The input:
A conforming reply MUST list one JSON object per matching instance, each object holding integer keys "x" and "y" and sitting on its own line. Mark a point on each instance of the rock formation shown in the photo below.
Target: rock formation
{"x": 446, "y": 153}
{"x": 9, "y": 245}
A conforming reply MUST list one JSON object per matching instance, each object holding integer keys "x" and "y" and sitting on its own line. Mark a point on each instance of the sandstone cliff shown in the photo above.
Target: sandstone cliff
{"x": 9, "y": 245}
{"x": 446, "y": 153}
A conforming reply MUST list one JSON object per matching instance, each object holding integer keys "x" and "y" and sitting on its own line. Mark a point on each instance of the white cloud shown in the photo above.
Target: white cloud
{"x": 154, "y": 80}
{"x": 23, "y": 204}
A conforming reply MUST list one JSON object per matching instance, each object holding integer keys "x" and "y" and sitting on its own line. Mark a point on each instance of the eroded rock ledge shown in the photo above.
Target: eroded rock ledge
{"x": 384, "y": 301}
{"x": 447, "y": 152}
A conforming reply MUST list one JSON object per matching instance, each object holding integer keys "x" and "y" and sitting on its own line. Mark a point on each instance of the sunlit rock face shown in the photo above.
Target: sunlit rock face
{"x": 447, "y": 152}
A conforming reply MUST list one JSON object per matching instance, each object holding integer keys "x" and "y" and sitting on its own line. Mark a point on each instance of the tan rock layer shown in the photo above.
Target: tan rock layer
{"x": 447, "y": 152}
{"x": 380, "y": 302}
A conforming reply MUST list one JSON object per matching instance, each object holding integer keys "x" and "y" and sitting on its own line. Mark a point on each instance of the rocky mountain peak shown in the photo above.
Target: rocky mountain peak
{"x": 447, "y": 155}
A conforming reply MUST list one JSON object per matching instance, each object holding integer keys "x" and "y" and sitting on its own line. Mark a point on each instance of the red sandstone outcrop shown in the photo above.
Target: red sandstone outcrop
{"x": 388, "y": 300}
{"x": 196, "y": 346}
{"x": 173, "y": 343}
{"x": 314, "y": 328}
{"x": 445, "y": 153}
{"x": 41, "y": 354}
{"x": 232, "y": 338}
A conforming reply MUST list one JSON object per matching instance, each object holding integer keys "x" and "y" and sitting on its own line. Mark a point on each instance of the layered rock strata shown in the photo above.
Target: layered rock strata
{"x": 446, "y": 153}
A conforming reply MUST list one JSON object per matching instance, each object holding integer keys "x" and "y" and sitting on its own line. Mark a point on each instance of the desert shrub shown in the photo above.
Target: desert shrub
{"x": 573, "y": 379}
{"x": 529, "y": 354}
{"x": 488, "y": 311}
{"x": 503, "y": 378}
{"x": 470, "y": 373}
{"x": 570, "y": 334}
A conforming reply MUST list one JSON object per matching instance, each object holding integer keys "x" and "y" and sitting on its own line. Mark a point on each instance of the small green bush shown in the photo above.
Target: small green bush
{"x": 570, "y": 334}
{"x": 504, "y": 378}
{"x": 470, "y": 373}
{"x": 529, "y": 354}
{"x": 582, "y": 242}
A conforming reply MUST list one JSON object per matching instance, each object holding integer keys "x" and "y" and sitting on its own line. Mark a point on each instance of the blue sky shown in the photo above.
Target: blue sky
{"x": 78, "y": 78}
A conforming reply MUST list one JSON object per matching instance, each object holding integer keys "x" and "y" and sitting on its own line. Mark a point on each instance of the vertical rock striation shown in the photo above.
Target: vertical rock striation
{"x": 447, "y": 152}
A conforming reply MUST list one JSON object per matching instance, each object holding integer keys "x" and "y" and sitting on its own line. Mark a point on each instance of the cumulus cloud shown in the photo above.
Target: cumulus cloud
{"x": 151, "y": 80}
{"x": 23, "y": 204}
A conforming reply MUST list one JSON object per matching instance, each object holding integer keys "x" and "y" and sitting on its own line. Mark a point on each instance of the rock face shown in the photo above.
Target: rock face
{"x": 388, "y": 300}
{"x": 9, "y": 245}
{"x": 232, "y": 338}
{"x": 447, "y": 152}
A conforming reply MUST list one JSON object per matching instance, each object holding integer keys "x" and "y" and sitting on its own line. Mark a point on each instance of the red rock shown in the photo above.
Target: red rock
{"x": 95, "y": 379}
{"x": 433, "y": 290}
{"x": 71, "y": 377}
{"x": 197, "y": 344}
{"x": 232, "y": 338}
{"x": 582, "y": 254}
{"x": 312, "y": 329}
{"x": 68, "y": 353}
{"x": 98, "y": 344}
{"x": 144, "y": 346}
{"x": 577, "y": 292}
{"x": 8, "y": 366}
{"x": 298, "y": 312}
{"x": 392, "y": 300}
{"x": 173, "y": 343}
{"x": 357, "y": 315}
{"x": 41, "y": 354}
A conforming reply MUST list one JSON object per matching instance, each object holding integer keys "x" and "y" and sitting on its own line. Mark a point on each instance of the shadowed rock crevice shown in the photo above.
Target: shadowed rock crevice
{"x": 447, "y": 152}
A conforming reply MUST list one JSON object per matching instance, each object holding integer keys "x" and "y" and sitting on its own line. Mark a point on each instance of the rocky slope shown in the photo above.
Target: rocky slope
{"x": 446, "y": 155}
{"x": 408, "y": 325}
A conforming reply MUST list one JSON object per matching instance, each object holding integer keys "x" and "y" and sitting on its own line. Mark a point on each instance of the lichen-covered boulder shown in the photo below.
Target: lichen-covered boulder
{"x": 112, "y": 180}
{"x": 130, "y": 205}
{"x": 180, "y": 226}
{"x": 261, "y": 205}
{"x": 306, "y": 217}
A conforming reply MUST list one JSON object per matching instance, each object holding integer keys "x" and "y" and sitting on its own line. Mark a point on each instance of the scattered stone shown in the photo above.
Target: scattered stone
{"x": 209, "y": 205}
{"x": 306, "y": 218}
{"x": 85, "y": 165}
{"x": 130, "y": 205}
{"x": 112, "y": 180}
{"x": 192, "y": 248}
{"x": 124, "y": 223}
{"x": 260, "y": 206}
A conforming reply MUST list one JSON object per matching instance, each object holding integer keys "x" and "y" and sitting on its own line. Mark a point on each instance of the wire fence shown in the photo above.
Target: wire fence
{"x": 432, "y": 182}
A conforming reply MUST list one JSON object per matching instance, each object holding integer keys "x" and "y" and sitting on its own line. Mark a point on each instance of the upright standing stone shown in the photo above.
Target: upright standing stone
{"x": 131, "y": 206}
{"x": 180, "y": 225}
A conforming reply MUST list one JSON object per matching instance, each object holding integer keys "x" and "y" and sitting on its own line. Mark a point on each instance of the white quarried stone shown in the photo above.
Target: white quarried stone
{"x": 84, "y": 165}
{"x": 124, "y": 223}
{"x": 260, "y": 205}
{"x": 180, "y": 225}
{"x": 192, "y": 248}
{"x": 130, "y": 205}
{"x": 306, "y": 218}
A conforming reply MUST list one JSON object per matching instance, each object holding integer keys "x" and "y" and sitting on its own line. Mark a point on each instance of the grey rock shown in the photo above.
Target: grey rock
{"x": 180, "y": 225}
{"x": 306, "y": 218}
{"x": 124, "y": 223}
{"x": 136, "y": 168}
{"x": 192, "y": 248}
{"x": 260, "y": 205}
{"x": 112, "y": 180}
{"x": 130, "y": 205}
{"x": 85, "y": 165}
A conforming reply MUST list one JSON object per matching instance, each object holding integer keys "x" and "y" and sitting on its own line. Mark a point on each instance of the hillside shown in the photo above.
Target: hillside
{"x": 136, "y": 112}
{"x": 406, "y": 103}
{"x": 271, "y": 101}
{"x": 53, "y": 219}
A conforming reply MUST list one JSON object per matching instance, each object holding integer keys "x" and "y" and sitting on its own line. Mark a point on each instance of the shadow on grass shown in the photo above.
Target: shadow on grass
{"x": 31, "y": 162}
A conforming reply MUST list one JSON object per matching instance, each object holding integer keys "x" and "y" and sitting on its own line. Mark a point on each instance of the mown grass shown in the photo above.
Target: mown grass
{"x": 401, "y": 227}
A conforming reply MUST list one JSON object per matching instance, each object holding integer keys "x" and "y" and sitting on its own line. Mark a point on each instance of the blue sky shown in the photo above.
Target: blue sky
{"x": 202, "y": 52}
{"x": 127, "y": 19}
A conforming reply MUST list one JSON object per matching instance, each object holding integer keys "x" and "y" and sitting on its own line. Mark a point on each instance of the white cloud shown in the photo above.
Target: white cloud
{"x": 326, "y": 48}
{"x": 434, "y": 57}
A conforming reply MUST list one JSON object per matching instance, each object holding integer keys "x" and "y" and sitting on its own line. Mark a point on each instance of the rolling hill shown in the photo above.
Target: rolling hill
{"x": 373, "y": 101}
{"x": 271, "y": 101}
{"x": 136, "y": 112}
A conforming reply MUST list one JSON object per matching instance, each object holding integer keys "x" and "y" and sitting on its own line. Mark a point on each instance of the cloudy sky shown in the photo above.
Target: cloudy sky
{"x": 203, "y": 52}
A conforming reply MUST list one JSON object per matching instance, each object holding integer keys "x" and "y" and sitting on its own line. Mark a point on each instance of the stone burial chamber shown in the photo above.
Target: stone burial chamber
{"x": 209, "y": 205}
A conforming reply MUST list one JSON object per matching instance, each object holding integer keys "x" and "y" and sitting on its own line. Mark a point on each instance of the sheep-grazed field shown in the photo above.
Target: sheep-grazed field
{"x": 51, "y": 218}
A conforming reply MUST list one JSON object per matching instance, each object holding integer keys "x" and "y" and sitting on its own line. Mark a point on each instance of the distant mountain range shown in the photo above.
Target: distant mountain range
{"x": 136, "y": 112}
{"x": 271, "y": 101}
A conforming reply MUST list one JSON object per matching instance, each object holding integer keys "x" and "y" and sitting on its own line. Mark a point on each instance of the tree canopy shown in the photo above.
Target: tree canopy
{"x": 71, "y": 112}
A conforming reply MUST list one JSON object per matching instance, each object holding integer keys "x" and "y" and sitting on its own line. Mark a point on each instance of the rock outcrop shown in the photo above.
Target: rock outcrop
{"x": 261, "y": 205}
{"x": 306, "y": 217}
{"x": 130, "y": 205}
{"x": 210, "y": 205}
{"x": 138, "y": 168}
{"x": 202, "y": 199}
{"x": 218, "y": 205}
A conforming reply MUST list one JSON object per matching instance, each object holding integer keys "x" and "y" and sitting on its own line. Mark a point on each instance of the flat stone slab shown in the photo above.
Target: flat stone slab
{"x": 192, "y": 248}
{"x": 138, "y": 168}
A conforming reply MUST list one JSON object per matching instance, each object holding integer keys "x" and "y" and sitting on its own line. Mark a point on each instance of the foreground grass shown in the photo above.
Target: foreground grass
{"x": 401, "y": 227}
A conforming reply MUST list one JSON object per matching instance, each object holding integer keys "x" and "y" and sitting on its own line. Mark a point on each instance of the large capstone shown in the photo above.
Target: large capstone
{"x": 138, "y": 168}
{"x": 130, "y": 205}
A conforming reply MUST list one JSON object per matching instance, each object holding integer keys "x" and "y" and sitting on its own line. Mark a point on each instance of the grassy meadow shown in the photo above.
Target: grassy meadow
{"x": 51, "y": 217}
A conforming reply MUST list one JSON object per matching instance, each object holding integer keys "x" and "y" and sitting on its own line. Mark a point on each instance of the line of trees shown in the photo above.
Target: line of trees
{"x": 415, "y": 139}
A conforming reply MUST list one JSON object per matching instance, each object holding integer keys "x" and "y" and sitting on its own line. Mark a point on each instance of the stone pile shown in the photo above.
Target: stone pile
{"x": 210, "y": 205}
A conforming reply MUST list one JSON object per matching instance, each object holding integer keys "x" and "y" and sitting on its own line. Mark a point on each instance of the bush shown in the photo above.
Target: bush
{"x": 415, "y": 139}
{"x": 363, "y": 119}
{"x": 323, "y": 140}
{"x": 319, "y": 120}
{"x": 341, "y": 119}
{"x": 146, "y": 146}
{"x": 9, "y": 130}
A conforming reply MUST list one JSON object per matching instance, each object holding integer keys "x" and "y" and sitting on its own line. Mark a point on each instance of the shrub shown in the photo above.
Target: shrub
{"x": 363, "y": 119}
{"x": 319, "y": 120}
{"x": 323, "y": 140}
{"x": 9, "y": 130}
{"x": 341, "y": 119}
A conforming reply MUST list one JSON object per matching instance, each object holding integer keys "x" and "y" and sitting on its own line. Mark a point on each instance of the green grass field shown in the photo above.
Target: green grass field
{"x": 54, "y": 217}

What you should do: Read through the data and copy every line where "below" shows up.

Answer to this exercise:
A conforming reply MUST list one JSON object per matching instance, each object holding integer keys "x" and "y" and sitting on its own line. Mark a point on each instance of the rock formation shown in the photo below.
A conforming reply MUST list one JSON object per matching instance, each object holding integer keys "x" and "y" and sitting on its own line. Mark a point on each instance of the lichen-covered boulder shown in the photo below.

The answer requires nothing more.